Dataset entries
###
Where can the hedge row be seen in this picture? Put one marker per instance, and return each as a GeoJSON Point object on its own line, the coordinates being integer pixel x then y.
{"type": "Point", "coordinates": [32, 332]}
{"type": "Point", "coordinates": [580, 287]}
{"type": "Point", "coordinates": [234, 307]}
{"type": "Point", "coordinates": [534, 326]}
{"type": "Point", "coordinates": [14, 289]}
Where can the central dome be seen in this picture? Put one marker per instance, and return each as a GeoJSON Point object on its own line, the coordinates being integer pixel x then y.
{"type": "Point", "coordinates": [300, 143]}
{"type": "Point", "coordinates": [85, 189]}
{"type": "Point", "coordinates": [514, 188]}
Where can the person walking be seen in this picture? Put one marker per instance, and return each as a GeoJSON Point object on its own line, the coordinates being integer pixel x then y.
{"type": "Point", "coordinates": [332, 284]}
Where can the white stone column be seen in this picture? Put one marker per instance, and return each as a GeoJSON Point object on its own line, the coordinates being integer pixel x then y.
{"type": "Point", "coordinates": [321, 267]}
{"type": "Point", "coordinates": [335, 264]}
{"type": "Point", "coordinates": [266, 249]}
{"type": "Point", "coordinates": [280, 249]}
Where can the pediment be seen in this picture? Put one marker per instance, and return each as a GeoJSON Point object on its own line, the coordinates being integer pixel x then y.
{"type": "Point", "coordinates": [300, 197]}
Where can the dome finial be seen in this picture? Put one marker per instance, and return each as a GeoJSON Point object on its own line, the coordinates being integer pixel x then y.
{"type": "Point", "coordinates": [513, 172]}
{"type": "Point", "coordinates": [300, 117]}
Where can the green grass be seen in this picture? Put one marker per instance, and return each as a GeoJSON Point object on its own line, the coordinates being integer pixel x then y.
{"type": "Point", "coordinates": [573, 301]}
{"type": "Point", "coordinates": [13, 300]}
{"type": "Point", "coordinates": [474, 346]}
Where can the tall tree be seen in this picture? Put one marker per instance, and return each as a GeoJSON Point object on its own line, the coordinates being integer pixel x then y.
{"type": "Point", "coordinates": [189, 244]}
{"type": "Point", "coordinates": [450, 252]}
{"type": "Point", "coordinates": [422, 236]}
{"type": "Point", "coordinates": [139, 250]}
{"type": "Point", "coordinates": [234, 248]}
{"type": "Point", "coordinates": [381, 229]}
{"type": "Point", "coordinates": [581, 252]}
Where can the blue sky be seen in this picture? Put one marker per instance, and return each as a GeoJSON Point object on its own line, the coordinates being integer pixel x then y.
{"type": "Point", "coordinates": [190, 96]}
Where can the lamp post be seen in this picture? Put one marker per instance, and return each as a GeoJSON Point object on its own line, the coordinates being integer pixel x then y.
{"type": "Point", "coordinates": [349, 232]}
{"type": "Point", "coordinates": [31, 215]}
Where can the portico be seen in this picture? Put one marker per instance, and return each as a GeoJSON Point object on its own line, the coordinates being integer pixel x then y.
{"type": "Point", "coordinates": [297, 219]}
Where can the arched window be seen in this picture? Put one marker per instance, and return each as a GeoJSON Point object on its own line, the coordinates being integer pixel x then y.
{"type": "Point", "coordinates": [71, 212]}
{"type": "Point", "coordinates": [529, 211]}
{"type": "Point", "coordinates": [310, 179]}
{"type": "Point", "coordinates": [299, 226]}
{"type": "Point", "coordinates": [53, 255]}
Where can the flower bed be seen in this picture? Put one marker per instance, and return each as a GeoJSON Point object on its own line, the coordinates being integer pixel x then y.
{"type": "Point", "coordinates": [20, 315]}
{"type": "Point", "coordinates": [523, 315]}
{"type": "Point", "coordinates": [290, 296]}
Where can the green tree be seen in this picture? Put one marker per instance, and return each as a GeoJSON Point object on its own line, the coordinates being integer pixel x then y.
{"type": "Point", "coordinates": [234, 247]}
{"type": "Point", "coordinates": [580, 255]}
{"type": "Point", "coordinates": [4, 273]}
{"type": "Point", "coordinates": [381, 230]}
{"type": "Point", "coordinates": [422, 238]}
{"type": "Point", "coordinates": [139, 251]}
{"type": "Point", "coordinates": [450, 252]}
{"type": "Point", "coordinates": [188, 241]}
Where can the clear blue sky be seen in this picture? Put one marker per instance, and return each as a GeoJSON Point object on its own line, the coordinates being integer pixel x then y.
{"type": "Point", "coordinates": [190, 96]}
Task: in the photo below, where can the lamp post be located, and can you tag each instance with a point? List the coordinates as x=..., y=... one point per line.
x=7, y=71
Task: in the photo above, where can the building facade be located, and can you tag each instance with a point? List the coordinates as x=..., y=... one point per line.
###
**Task goal**
Please repeat all the records above exactly as they appear.

**Task answer**
Where can the hedge row be seen in this picture? Put one marker per instance, and return each as a GeoJSON Point object on its own line, the coordinates being integer pixel x then y.
{"type": "Point", "coordinates": [32, 332]}
{"type": "Point", "coordinates": [580, 287]}
{"type": "Point", "coordinates": [234, 307]}
{"type": "Point", "coordinates": [534, 326]}
{"type": "Point", "coordinates": [14, 289]}
Where can the central dome be seen in this picture? Put one marker per instance, and return each as a GeoJSON Point object on its own line, the coordinates being integer pixel x then y.
{"type": "Point", "coordinates": [300, 143]}
{"type": "Point", "coordinates": [85, 189]}
{"type": "Point", "coordinates": [514, 188]}
Where can the person walking be seen in this picture? Put one marker per instance, and return each as a GeoJSON Point object on its own line, the coordinates being integer pixel x then y.
{"type": "Point", "coordinates": [332, 284]}
Where can the white stone column be seen in this picture? Put one marker per instance, and return each as a GeoJSON Point object on its own line, the coordinates being integer pixel x then y.
{"type": "Point", "coordinates": [321, 267]}
{"type": "Point", "coordinates": [335, 264]}
{"type": "Point", "coordinates": [266, 249]}
{"type": "Point", "coordinates": [280, 249]}
Where can the pediment be seen in this picture? Put one marker per instance, and return each as a GeoJSON Point object on its own line, the coordinates being integer pixel x then y.
{"type": "Point", "coordinates": [300, 197]}
Where can the dome finial be seen in this picture? Put one marker per instance, and return each as a GeoJSON Point object on its own line, the coordinates being integer pixel x then y.
{"type": "Point", "coordinates": [513, 172]}
{"type": "Point", "coordinates": [300, 117]}
Where can the green grass be seen in this picture? Put one marker per instance, and return each as a GeoJSON Point object on its own line, the coordinates being integer pixel x then y.
{"type": "Point", "coordinates": [573, 301]}
{"type": "Point", "coordinates": [13, 300]}
{"type": "Point", "coordinates": [474, 346]}
Where can the tall tree be seen in this picture? Put one marker per instance, and return each as a GeoJSON Point object on its own line, the coordinates being integer pixel x then y.
{"type": "Point", "coordinates": [189, 244]}
{"type": "Point", "coordinates": [450, 252]}
{"type": "Point", "coordinates": [422, 236]}
{"type": "Point", "coordinates": [139, 250]}
{"type": "Point", "coordinates": [234, 248]}
{"type": "Point", "coordinates": [381, 229]}
{"type": "Point", "coordinates": [581, 252]}
Where can the blue sky be seen in this picture? Put one marker per instance, and return each as a GeoJSON Point object on its own line, the coordinates being integer pixel x then y.
{"type": "Point", "coordinates": [190, 96]}
Where can the lamp post be seen in this picture? Put one marker per instance, and return each as a GeoJSON Point object on its own line, the coordinates being integer pixel x then y.
{"type": "Point", "coordinates": [349, 232]}
{"type": "Point", "coordinates": [31, 215]}
Where can the portico be seen in this picture? Put one marker per instance, and return each as a GeoJSON Point object on its own line, the coordinates being integer pixel x then y.
{"type": "Point", "coordinates": [297, 219]}
Where can the arched window be seen in this picture? Put one marker per instance, and return each as a GeoJSON Point object on its own line, the coordinates being integer pixel x then y.
{"type": "Point", "coordinates": [71, 212]}
{"type": "Point", "coordinates": [529, 211]}
{"type": "Point", "coordinates": [310, 179]}
{"type": "Point", "coordinates": [299, 226]}
{"type": "Point", "coordinates": [53, 255]}
Where can the flower bed be seen in this picture? Put one marker per instance, and return each as a GeoJSON Point object on its own line, the coordinates being integer pixel x then y.
{"type": "Point", "coordinates": [20, 315]}
{"type": "Point", "coordinates": [523, 315]}
{"type": "Point", "coordinates": [290, 296]}
Where can the green tree be seen in this picture? Put one marker per instance, and return each as a GeoJSON Point object on its own line, the coordinates being integer pixel x then y.
{"type": "Point", "coordinates": [234, 247]}
{"type": "Point", "coordinates": [580, 255]}
{"type": "Point", "coordinates": [4, 273]}
{"type": "Point", "coordinates": [381, 230]}
{"type": "Point", "coordinates": [422, 238]}
{"type": "Point", "coordinates": [139, 251]}
{"type": "Point", "coordinates": [450, 252]}
{"type": "Point", "coordinates": [188, 241]}
Where can the clear blue sky be seen in this picture? Put one marker per instance, and return each as a GeoJSON Point object on its own line, the coordinates being integer pixel x then y.
{"type": "Point", "coordinates": [190, 96]}
Task: in the photo below, where can the lamp post be located, and can you tag each instance with a point? List the coordinates as x=..., y=... one point per line.
x=7, y=71
Task: in the photo above, where can the building facade be located, and can you tag each instance with a point? List the coordinates as x=..., y=... one point per line.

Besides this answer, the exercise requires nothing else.